> **What to work on**
1: Reproduce the essay on dehumanization from "That means calling" down to "and the feared.", changing "inconvenient" to "unpopular".
2: Translate this sentence from the essay on dehumanization into Spanish: "When you define yourself by the monsters you fight, you start needing bigger monsters."

> **Passage to read**
-- START --

If this feels familiar, it should. Nazi propaganda labeled Jews as “vermin.” Rwandan radio described Tutsis as “cockroaches.” American politicians once called Black children “super-predators”—language that paved the way for mass incarceration.
In his book Less Than Human, philosopher David Livingstone Smith argues that the worst human atrocities always begin the same way: by convincing ordinary people that their enemies aren’t human at all.
The Trump administration isn’t just flirting with that process—it is institutionalizing it.
Terms like “poisoning the blood of our country” are no longer fringe—they’re part of official rhetoric. Policies once unimaginable—indefinite detention, mass deportation, forced labor—are now daily headlines. Each justified by the same argument: We must protect ourselves from these people. We don’t know who they are. Therefore, they deserve nothing.
What Nietzsche understood, and what we seem determined to ignore, is that dehumanization doesn’t just destroy the target—it destroys the society that wields it.
Every time we embrace cruelty in the name of safety, every time we strip rights from a group because they are “monsters,” we change ourselves. We become the very thing we feared.
This is the trap. Dehumanization feels good. It feels righteous. It turns every political battle into a moral crusade. But it is also corrosive—eating away at the values we claim to defend.
We see it online, where social media algorithms reward outrage and amplify hate. We see it in statehouses, where lawmakers push bills designed not to govern, but to punish. We see it at the border, where families are torn apart and children held in cages.
And, increasingly, we see it in policy—where entire groups are denied rights not because of what they’ve done, but because of who they are.
The truth is, this doesn’t end well. It never does.
When you define yourself by the monsters you fight, you start needing bigger monsters. The bar for what counts as a threat gets lower. The cruelty gets easier. And before long, the system itself becomes monstrous.
Nietzsche knew that too. “If you gaze long into an abyss, the abyss also gazes into you.”
We are there now. Gazing into the abyss. And the abyss is gazing back.
The Trump administration justifies Guantánamo Bay for migrants, indefinite detention for the unknown, and stripping citizenship from people whose ancestors fled persecution. What happens next? What new abyss will we create to justify the next round of cruelty?
History suggests that by the time most people wake up to what’s happening, it’s too late.
So what do we do? The answer isn’t easy—but it is simple: We fight the right monsters.
That means calling out dehumanization wherever it appears—not just when it targets our allies. It means defending the rule of law even when it’s inconvenient. It means refusing to let fear dictate who deserves rights and who doesn’t.
Yes, the world is dangerous. Yes, there are real threats. But the test of a democracy is not how it treats the safe and the known—it’s how it treats the vulnerable and the feared.
We can be a country that defends human dignity. Or we can be a country that sends the unwanted to Guantánamo.
We cannot be both.
There is still time to choose. Still time to reject the abyss.
That means demanding accountability for policies that violate basic human rights. It means rejecting the language of infestation, invasion, and criminality used to describe desperate people seeking a better life. It means understanding that the real threat to our democracy isn’t the stranger at the border—it’s the slow erosion of the values that made this country worth defending in the first place.
Nietzsche wasn’t writing for our moment—but his words were meant for it.

-- END --

> **Data lines**
-- START --

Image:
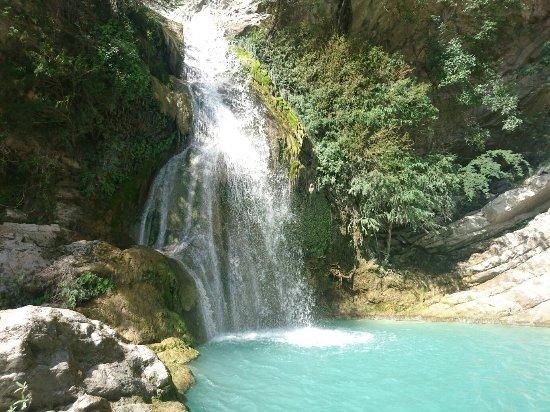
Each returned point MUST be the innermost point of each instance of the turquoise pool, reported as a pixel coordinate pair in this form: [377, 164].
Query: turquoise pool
[376, 366]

-- END --

> **Responses in order**
1:
That means calling out dehumanization wherever it appears—not just when it targets our allies. It means defending the rule of law even when it’s unpopular. It means refusing to let fear dictate who deserves rights and who doesn’t.
Yes, the world is dangerous. Yes, there are real threats. But the test of a democracy is not how it treats the safe and the known—it’s how it treats the vulnerable and the feared.

2: Cuando te defines por los monstruos contra los que luchas, empiezas a necesitar monstruos más grandes.